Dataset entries

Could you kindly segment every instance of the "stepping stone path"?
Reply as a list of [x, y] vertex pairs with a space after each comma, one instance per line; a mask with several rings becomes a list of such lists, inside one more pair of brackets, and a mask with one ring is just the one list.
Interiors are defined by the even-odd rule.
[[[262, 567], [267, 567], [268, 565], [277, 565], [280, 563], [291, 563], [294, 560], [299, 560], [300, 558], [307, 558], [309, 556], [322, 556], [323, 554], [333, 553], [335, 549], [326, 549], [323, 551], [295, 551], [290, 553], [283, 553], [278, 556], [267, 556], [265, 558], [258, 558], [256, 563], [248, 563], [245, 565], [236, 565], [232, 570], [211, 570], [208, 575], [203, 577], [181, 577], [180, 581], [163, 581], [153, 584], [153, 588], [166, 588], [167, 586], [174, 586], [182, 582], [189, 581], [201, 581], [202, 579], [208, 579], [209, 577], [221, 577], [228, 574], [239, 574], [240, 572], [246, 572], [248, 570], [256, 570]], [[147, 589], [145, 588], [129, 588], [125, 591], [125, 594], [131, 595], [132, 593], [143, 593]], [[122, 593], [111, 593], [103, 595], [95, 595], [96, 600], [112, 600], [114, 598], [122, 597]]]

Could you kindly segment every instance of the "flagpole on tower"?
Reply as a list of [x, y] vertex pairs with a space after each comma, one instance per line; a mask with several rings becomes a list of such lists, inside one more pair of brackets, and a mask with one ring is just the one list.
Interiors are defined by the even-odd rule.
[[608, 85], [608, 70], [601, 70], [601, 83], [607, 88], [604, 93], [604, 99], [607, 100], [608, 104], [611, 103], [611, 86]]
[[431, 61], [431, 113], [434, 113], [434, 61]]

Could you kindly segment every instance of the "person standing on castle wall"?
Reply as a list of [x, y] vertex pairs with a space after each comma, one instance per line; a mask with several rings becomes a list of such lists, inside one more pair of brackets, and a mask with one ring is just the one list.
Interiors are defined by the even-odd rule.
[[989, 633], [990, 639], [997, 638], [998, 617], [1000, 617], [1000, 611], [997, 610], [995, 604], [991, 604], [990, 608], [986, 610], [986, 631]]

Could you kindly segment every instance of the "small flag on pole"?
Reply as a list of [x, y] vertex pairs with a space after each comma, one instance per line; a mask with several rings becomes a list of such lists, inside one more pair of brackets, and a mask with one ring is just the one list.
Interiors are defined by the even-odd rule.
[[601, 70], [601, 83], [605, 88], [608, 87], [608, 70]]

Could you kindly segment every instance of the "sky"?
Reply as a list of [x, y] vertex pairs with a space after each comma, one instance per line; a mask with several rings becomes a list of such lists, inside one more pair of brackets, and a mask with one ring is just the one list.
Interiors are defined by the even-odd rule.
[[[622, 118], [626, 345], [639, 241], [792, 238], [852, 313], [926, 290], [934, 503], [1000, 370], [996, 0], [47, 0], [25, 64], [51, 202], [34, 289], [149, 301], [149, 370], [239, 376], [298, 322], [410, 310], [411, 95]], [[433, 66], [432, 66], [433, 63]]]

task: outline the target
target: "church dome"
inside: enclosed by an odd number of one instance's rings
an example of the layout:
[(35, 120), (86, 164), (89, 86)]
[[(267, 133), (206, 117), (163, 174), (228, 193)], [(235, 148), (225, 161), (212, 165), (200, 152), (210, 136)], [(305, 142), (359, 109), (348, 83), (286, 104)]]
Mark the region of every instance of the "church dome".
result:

*Task prompt:*
Write out every line of the data that holds the word "church".

*Finished exercise:*
target: "church dome"
Mark the region of every instance of the "church dome".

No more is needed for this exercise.